Yapılacak iş:
Paris ve İstanbul üzerine yazılmış metnin "Tıpkı İstanbul gibi" sözleriyle başlayıp "çocuk Paris’i konuşuyoruz." sözlerine kadar süren kısmını yeniden yaz. Bu kısımda "ehliyet sahibi" ifadesini "yetkin" olarak değiştir.

Metin bölümü:
⁂
Tıpkı İstanbul gibi eski ve yeniyi beraber yaşayan şehirlerin üst ölçekte şehir plan kararları verilirken; ehliyet sahibi insanların bu işleri yapması gerekiyor. Nasıl ki İstanbul bunu başaramamışsa, Paris de bu konuda çok iyi bir örnek değil. Turgut Cansever’in ‘Paris’i şehir zanneden ahmaktır’ lafı çarpıcı. Peki Paris iyi bir şehir örneği değilken; İstanbul kadim bir medeniyet inşa sahnesi iken; biz neden havalı çocuk Paris’i konuşuyoruz.
Paris tarihi süreç içerisinde çokça macera yaşamış ve yapımlardan/yıkımlardan ziyadesiyle etkilenmiş bir şehir. Peki bu nasıl bir şehirdir ki Turgut Cansever gibi naif, kibar bir beyefendiyi ‘Paris’i, kendisine aydın diyen Türk budalaları şehir zannediyor‘ dedirtecek kadar çileden çıkartmıştır. Hem aydınlarımızı, hem Paris’i aynı deliğe gömmüştür. Hikayesini kısaca izah edecek olursak;
Şu an bizim tanıştığımız, ziyaret ettiğimiz Paris’i Napolyon Bonapart tasarlamıştır diyebiliriz. İlk çıkış fikri olarak yuvarlak meydanlar yaptırıyor. Ve bu meydanları birbirlerine etrafında altı katlı apartmanların olduğu geniş bulvarlar ile bağlıyor. Bu tasarım kararı ziyadesi ile yerindedir. Çünkü kendisi askerdir; topçu subayıdır. Bu sebeple bir asker ve topçu kafası ile düşünerek; herhangi bir toplumsal olayda, halk ayaklanmasında bu yuvarlak meydanlara topları dizecek ve bulvarlara ışınsal olarak ateşleyecektir. Napolyon Bonapart topçu değil de başka bir askeri branşta olsa nasıl bir şehirle karşılaşırdık muamma. Yani Zafer Takı’nı (Arc De Triomphe), Charles de Gaulle Meydanı’nı, Şanzelize Caddesi’ni böylesi düşünür iseniz olayın vehametini idrak edebilirsiniz. Oysa bir şehir inşası altında çokça kavram barındırır, medeniyetin konusudur ve çok uzun soluklu bir iştir.
⁂
Veri listesi:
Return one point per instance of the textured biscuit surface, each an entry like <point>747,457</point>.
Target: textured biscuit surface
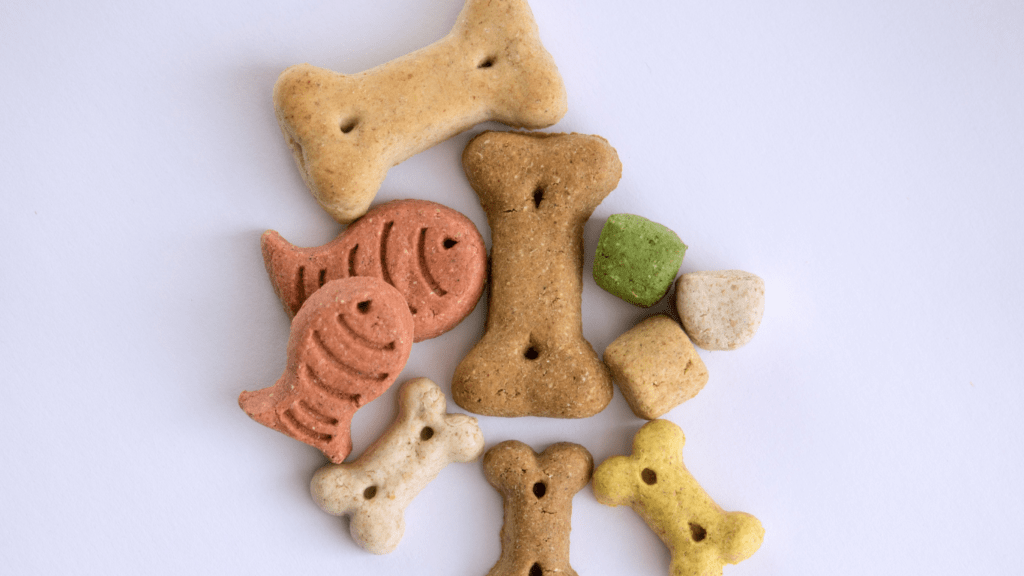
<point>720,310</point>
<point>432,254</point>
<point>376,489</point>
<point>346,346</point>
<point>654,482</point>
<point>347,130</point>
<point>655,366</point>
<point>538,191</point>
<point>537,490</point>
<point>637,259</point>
⁂
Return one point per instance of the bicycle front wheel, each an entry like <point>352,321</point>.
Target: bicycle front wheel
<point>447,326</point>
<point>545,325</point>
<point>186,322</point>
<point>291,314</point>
⁂
Alıştırma çözümü:
Tıpkı İstanbul gibi eski ve yeniyi beraber yaşayan şehirlerin üst ölçekte şehir plan kararları verilirken; yetkin insanların bu işleri yapması gerekiyor. Nasıl ki İstanbul bunu başaramamışsa, Paris de bu konuda çok iyi bir örnek değil. Turgut Cansever’in ‘Paris’i şehir zanneden ahmaktır’ lafı çarpıcı. Peki Paris iyi bir şehir örneği değilken; İstanbul kadim bir medeniyet inşa sahnesi iken; biz neden havalı çocuk Paris’i konuşuyoruz.